(What you are asked to do) Transcribe word for word the lines spanning the line with "task: segment the showroom glass window" through the end of the records.

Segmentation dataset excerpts
....
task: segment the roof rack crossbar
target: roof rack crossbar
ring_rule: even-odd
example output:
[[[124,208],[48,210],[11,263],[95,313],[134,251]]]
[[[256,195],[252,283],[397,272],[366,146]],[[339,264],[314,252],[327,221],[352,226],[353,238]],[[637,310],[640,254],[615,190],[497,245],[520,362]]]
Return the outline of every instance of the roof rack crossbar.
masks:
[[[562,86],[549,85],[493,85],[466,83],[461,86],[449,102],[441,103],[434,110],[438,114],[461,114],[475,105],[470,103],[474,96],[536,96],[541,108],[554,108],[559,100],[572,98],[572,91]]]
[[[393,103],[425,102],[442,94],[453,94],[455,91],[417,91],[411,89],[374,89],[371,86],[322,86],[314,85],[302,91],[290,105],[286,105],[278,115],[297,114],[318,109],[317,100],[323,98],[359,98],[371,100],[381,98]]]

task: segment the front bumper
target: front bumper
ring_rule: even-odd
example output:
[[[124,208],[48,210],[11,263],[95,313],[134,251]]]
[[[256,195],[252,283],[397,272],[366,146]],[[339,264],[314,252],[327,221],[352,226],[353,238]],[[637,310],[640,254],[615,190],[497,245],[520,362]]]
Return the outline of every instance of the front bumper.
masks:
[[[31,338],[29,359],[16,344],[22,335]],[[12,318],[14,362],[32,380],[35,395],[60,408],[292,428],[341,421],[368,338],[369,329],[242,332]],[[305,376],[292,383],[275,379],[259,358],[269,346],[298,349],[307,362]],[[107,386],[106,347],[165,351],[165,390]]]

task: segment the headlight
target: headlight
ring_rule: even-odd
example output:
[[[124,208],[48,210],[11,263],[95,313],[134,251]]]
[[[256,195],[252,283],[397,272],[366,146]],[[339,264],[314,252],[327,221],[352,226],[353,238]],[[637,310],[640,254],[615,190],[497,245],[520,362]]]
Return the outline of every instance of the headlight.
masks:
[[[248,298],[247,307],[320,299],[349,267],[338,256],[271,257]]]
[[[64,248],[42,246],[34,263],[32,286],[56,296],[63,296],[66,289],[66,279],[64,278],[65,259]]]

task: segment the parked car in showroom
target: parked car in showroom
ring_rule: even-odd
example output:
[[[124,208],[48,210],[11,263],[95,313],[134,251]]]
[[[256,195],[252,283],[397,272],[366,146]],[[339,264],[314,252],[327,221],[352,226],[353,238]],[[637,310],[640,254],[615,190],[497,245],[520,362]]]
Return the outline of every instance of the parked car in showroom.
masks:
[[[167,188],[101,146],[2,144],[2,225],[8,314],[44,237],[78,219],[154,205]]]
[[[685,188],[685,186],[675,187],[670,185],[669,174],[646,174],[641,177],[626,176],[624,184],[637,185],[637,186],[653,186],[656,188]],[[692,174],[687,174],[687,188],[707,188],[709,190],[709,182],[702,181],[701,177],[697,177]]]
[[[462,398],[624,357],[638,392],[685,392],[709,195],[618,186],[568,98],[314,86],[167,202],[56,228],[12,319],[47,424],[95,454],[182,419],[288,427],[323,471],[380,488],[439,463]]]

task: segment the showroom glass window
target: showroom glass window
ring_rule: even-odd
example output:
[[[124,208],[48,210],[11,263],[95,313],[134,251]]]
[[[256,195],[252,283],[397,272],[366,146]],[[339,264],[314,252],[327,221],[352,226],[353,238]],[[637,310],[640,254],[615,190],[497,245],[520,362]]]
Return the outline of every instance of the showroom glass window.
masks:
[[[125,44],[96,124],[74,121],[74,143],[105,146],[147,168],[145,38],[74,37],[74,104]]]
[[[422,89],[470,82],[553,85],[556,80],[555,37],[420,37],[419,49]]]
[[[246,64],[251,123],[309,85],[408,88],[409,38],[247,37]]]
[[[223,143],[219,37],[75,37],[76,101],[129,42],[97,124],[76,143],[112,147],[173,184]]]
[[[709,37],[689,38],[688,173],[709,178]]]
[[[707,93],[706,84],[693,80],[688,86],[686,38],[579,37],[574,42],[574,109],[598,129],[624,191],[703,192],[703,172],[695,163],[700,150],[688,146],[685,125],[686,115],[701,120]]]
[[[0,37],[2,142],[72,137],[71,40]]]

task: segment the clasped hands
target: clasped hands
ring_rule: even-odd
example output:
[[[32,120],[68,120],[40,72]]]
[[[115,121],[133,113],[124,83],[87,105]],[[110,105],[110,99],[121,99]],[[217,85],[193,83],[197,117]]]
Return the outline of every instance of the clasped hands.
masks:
....
(Response to the exercise)
task: segment the showroom glass window
target: showroom glass window
ring_rule: even-odd
example output:
[[[124,208],[48,210],[11,263],[95,313],[134,251]]]
[[[256,195],[252,283],[397,272],[366,146]],[[339,264],[314,252],[327,221],[352,226],[353,238]],[[637,310],[640,254],[615,190],[497,245],[520,362]]]
Return the outline of every instance of the showroom glass window.
masks:
[[[125,44],[96,124],[74,121],[74,143],[105,146],[147,168],[145,38],[74,37],[74,104]]]
[[[422,89],[470,82],[553,85],[556,80],[555,37],[420,37],[419,49]]]
[[[246,64],[251,123],[309,85],[408,88],[409,38],[247,37]]]
[[[223,143],[219,37],[75,37],[76,101],[129,42],[97,124],[76,143],[112,147],[173,184]]]
[[[709,37],[689,38],[688,173],[709,178]]]
[[[707,93],[706,84],[693,80],[688,86],[686,38],[579,37],[574,42],[574,109],[598,129],[624,191],[703,192],[703,172],[695,163],[700,150],[688,146],[685,125],[686,115],[701,120]]]
[[[0,37],[2,142],[72,137],[71,40]]]

task: segment the clasped hands
target: clasped hands
ring_rule: even-odd
example output:
[[[32,120],[68,120],[40,72]]]
[[[115,121],[133,113],[124,83],[87,105]],[[110,105],[110,99],[121,99]],[[217,85],[193,83],[197,117]]]
Return the outline of every instance of the clasped hands.
masks:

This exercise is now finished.